_PAGE_
Everything here is meant to run on a rpi3 computer; one can also compile everything on a standard Linux desktop computer.

A fully prepped raspbian image is available here

Use xzcat to clone the image as shown here replacing sdX with your device.

    xzcat oc-debian-stretch-arm64.img.xz | sudo dd of=/dev/sdX

When you first boot with this image, and login with the default credentials, it automatically expands the filesystem to occupy the entire / partition and then it reboots. This is a 64bit Debian Stretch OS for RPI3 which means that PiCamera driver is not available. A USB camera should be used for this image.

The default credentials:

    Username: oc
    Password: opencog

The image contains the opencog version at the time of it's building and other libraries such as opencv and dlib (3.4 and 19.15). To see the opencog commit version, pkg-config can be used.

    pkg-config --variable=cogutil opencog    #shows cogutil commit version
    pkg-config --variable=atomspace opencog    #shows opencog commit version
    pkg-config --variable=opencog opencog    #shows opencog commit version

There is a problem with this image, no driver for piCamera as it's not available as a 64bit binary.

Install

Need to have these whether on desktop or rpi

Use cmake for building. Default build mode is Debug mode. Set CMAKE_BUILD_TYPE to Release to disable debug mode. For the emotion recognition service you should set the variable SERVER_ADDRESS to "34.216.72.29:6205"

    cd to TinyCog dir
    mkdir build
    cd build
    cmake ..  # -DCMAKE_BUILD_TYPE=Release -DSERVER_ADDRESS="34.216.72.29:6205" 
    make

Testing

  • To test the sensors from the guile shell, run the following from within the build dir which opens up the camera and does a live view of the camera with markings for the sensors.

Items stored from a collection

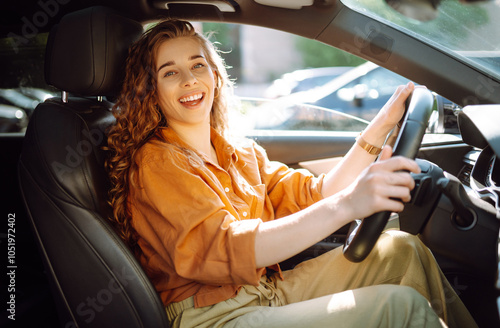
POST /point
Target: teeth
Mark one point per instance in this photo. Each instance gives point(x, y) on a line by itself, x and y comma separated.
point(191, 98)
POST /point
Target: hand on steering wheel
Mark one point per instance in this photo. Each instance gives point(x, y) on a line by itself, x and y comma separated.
point(418, 110)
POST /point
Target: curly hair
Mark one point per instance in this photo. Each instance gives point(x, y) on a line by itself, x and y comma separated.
point(138, 116)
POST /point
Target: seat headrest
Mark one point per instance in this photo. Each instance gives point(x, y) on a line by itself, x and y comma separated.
point(87, 50)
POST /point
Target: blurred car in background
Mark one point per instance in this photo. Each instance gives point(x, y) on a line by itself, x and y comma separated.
point(303, 80)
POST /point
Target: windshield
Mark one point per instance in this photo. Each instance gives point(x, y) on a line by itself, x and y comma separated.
point(470, 32)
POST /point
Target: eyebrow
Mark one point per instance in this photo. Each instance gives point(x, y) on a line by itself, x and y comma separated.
point(170, 63)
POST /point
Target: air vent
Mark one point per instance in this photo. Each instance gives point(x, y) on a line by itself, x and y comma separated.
point(287, 4)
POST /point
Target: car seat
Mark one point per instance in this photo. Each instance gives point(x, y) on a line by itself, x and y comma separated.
point(95, 279)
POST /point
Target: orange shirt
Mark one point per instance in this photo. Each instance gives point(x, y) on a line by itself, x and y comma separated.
point(197, 221)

_LIST OF TASKS_
(1) Copy every one of the records line for line, leaving out the pictures.
(2) Carry on the page about building TinyCog for the Raspberry Pi 3 from the point where it stops.
The records have no connection to the page on building TinyCog for the Raspberry Pi.

_ANSWERS BY TASK_
(1)
POST /point
Target: teeth
Mark one point per instance in this photo. Each instance gives point(x, y) on a line by itself, x and y comma separated.
point(191, 98)
POST /point
Target: hand on steering wheel
Mark one point per instance in this photo. Each instance gives point(x, y) on a line by itself, x and y comma separated.
point(418, 110)
POST /point
Target: curly hair
Mark one point per instance in this photo. Each instance gives point(x, y) on a line by itself, x and y comma separated.
point(138, 116)
POST /point
Target: seat headrest
Mark one point per instance in this photo. Each instance gives point(x, y) on a line by itself, x and y comma separated.
point(87, 50)
POST /point
Target: blurred car in background
Mark one point per instance in this photo. Each instance gives point(x, y) on a line by itself, x and y comma separated.
point(303, 80)
POST /point
Target: windshield
Mark one point per instance in this photo. Each instance gives point(x, y) on a line by itself, x and y comma separated.
point(470, 32)
POST /point
Target: eyebrow
Mark one point per instance in this photo. Each instance gives point(x, y) on a line by itself, x and y comma separated.
point(170, 63)
POST /point
Target: air vent
Mark one point per instance in this photo. Each instance gives point(x, y) on a line by itself, x and y comma separated.
point(287, 4)
POST /point
Target: car seat
Mark one point per instance in this photo. Each instance gives point(x, y) on a line by itself, x and y comma separated.
point(95, 279)
POST /point
Target: orange shirt
Mark one point per instance in this photo. Each instance gives point(x, y) on a line by itself, x and y comma separated.
point(197, 221)

(2)
    $ ./TestDrRoboto.scm
  • To test from a video file instead of a camera, run the folloiwng way
    $ ./TestDrRoboto.scm -- <video_file_path>

Running

    $ guile -l dr-roboto.scm
  • In another terminal, connect to port 5555 via telnet to input speech
    $ telnet localhost 5555

Implementation

Overall Description

The dr-roboto.cpp file is compiled to a guile extension which is loaded with the scheme dr-roboto.scm file. This guile extension is written in C++ and it's main job is to open the camera and sense stuff. When the scheme program loads the extension, the first thing it does is it sends the address of its atomspace to the extension so that the two can share an atomspace. Then the sensors are started which is a loop run in a separate thread that just collects information and places them in the atomspace. Most sensory values are stored with Atomspace Values in the following format:

    Value
        ConceptNode "position"
        ConceptNode "face_x"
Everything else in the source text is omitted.